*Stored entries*
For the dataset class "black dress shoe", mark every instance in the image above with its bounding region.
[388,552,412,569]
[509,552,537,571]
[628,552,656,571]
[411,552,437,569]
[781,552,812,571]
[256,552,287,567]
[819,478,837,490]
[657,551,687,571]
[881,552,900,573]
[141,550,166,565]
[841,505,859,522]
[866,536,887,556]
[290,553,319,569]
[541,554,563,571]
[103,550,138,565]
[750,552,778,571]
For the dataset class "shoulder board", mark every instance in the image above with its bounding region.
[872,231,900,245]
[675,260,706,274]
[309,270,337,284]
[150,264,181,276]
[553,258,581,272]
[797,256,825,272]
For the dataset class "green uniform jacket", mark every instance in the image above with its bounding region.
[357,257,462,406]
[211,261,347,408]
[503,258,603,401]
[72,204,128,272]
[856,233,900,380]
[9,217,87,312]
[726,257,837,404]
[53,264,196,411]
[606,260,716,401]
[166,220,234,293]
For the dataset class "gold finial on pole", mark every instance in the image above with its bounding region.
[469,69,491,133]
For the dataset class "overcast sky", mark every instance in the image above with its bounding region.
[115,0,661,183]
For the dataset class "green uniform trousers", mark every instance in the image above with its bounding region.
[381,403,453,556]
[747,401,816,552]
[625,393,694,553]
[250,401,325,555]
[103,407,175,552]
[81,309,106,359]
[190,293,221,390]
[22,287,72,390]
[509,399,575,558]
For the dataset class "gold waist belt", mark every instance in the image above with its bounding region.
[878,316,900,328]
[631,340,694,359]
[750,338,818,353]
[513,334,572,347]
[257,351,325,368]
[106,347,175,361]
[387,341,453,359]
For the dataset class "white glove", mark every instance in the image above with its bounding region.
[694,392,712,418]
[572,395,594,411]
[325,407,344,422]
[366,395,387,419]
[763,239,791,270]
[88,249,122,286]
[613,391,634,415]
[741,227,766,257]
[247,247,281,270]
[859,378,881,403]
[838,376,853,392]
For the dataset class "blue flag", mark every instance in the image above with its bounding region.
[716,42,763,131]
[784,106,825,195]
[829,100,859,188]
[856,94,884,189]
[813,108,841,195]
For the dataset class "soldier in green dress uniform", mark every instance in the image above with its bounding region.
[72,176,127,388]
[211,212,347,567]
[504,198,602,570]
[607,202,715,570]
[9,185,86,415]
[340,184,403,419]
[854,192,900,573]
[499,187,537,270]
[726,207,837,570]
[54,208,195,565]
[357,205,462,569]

*Directions for this task*
Rewrite all of the data above, putting "olive" wherever "green" appears and leaving everything else unchanged.

*Task solution*
For the dataset class "black dress shoe", mark every instance in the image above with its bounding region.
[388,552,412,569]
[509,552,537,571]
[628,552,656,571]
[411,552,437,569]
[781,552,812,571]
[256,552,287,567]
[819,478,837,490]
[657,551,687,571]
[881,552,900,573]
[141,550,166,565]
[841,505,859,522]
[866,536,887,556]
[290,553,319,569]
[541,554,563,571]
[103,550,138,565]
[750,552,778,571]
For the dataset class "shoulder board", mark every instance in the image above with its bounding region.
[872,231,900,245]
[675,260,706,274]
[309,270,337,284]
[150,264,181,276]
[553,258,581,272]
[797,256,825,272]
For the dataset class "olive uniform jacket", mark every instance in the image above with its bounding region.
[357,257,462,406]
[211,261,347,408]
[503,258,603,401]
[72,204,128,272]
[856,233,900,380]
[9,217,87,312]
[726,257,837,404]
[53,264,196,411]
[606,260,716,401]
[166,220,234,293]
For the dataset class "gold finial on pole", mark every instance in the image above with its bounding region.
[469,69,491,133]
For the dataset class "overcast sky", mark every instance in the image above with its bounding region.
[115,0,661,183]
For the dataset class "olive uniform trousers", mark every instance in the image above with its bounding region.
[381,403,453,556]
[747,401,816,552]
[625,393,694,553]
[250,401,325,555]
[103,407,175,552]
[81,309,106,359]
[190,293,221,390]
[22,287,72,390]
[509,399,575,558]
For the dataset class "gold waist belt", mark every instance in the image above with its bounding region.
[878,316,900,328]
[631,340,694,359]
[750,338,818,353]
[513,334,572,347]
[257,351,325,368]
[106,347,175,361]
[387,341,453,359]
For the dataset class "white glove", mark every instance in the image above with its bounding region.
[694,392,712,418]
[572,395,594,411]
[325,407,344,422]
[366,395,387,419]
[763,239,791,270]
[88,249,122,286]
[613,391,634,415]
[741,227,766,257]
[247,247,281,270]
[859,378,881,403]
[838,376,853,392]
For the dataset class "blue flag", mark every instance in the image above with its bounding region.
[716,42,763,131]
[784,106,825,195]
[829,100,859,188]
[856,94,884,189]
[813,108,841,195]
For the dataset class "soldier in olive dress uniform", mark every instance in the image above with its bounding region.
[72,176,127,388]
[211,212,347,567]
[504,198,602,570]
[607,202,715,570]
[9,185,86,415]
[340,184,403,419]
[854,192,900,573]
[499,187,537,270]
[726,207,837,570]
[54,208,195,565]
[357,205,462,569]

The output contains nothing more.